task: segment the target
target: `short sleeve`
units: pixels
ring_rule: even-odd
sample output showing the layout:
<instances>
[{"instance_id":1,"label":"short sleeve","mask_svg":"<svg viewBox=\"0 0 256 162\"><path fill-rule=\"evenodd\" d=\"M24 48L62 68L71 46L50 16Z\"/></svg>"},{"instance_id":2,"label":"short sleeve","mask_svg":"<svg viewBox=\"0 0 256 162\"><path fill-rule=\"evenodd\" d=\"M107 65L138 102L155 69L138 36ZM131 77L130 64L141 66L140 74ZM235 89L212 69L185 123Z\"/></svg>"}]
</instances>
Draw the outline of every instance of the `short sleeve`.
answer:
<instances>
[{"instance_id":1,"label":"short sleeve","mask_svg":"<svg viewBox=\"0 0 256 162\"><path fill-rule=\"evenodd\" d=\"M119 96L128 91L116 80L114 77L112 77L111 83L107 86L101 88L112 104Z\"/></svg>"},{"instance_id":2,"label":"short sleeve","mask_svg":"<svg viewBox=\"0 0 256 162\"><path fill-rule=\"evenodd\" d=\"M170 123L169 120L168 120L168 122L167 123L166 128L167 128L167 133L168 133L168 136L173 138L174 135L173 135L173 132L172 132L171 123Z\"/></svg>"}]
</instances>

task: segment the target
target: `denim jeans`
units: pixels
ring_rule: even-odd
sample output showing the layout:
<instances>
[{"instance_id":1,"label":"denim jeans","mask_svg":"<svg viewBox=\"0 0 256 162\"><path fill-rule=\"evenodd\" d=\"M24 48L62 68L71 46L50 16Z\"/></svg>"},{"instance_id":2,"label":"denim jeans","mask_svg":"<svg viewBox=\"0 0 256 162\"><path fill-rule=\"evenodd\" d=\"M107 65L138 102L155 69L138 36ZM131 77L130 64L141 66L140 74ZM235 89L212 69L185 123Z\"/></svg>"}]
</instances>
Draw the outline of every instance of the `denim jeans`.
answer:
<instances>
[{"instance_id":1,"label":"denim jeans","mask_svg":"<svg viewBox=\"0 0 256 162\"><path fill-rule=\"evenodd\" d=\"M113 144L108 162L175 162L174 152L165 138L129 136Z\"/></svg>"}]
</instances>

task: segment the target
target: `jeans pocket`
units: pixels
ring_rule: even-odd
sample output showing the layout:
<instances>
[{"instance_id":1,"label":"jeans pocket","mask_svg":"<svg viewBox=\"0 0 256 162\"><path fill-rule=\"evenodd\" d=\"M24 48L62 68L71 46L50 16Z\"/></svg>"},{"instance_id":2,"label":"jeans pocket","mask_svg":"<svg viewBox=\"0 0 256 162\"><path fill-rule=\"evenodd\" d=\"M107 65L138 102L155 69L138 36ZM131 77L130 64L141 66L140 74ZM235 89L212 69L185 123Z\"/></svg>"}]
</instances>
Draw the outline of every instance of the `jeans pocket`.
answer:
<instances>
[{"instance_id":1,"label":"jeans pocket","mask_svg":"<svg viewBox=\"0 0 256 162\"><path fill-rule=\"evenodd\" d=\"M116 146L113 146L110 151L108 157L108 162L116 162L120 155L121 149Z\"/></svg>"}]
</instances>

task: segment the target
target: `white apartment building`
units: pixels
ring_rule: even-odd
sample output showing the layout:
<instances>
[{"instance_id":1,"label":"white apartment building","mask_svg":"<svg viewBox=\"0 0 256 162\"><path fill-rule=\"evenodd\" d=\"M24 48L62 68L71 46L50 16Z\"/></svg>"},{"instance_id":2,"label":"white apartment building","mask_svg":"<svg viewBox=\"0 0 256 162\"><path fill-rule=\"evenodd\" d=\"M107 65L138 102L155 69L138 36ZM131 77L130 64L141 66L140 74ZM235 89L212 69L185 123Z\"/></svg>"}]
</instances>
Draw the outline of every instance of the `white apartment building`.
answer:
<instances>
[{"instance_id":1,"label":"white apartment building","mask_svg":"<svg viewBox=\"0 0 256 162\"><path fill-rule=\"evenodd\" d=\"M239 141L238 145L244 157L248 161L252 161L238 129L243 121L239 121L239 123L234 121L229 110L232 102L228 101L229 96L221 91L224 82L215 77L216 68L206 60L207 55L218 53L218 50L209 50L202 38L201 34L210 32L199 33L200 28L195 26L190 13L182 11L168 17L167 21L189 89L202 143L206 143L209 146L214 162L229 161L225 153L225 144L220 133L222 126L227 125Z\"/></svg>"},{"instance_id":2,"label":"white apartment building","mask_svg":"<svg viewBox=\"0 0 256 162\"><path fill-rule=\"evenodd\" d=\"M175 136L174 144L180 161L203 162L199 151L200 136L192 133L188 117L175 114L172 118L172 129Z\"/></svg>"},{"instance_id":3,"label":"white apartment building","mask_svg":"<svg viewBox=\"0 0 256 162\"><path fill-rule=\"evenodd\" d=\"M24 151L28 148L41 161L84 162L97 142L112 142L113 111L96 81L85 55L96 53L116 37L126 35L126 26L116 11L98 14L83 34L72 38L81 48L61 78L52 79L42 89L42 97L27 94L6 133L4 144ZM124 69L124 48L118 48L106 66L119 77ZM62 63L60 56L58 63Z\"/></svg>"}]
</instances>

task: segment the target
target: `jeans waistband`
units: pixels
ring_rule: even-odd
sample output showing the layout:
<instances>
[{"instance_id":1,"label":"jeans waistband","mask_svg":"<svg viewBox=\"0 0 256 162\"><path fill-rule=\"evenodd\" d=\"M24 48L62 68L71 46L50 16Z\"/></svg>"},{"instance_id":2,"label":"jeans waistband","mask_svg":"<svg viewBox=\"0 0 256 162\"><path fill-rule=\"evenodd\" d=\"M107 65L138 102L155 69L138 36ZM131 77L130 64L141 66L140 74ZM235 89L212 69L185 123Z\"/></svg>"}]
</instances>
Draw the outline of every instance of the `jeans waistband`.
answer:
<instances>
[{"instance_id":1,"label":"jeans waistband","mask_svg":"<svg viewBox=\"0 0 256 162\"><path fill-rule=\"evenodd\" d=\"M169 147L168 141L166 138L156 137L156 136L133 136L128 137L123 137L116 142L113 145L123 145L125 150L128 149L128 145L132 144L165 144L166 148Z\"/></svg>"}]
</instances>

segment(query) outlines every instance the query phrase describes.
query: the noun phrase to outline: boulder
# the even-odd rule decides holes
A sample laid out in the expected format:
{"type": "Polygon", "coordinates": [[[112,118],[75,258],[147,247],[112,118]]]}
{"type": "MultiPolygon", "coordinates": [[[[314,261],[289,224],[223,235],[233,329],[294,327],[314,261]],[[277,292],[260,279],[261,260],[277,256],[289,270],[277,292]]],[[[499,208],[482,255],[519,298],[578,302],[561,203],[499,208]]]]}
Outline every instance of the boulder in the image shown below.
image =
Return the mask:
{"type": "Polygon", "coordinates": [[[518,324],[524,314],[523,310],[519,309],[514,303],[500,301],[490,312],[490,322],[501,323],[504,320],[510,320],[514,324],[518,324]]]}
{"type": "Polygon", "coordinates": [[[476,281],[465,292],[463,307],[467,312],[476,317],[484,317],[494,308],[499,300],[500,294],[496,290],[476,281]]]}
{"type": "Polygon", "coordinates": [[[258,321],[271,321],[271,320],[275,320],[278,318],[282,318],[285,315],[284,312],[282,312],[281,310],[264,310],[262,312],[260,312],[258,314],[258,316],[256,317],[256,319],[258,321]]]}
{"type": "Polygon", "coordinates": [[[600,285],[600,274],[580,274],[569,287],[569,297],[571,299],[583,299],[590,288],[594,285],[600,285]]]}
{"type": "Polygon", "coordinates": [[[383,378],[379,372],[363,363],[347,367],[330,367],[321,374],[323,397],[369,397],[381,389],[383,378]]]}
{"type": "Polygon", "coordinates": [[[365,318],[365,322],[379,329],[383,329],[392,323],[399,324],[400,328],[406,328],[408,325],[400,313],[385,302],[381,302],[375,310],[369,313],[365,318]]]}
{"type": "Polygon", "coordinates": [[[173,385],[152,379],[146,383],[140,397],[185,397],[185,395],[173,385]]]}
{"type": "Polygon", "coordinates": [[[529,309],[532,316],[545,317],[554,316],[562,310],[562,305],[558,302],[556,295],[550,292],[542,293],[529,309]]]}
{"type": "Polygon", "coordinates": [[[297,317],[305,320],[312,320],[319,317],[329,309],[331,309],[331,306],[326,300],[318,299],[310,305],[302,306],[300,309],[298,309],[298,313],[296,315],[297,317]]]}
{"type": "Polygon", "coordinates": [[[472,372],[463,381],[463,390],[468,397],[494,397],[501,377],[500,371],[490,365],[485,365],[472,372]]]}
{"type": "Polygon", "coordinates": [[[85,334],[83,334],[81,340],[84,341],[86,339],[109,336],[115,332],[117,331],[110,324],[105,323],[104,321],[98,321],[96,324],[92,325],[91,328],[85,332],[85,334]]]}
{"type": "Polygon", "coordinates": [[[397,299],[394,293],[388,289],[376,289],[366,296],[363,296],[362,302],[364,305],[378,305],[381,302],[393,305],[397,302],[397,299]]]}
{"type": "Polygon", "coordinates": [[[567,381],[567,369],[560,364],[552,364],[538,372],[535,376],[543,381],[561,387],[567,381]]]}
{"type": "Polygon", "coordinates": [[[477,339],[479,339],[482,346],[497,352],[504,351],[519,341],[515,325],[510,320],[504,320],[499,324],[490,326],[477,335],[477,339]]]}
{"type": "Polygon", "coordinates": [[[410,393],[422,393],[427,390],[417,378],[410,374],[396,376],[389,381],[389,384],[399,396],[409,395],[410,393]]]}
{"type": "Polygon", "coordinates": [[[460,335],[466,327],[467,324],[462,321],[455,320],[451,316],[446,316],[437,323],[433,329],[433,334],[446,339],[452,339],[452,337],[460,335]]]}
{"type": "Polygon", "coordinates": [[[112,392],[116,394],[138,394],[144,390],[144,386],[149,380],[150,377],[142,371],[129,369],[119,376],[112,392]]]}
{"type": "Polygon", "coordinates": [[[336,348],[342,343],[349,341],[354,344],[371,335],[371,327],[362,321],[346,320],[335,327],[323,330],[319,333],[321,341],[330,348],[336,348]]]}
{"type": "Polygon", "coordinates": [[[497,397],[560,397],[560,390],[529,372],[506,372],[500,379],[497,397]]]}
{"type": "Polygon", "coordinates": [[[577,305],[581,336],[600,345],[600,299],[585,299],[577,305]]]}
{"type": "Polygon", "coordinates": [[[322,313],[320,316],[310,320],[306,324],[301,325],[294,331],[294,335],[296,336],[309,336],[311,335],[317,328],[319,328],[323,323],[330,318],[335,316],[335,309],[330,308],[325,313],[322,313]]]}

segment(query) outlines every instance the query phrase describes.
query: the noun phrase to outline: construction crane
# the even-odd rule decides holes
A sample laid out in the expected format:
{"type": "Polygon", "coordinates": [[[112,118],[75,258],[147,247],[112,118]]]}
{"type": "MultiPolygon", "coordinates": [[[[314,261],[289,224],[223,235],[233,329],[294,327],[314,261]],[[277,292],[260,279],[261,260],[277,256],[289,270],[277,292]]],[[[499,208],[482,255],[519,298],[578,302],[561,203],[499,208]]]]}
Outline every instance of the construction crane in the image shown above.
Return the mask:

▶ Problem statement:
Count the lines of the material above that contain the string "noun", treating case as significant. Give only the number.

▶ Task output:
2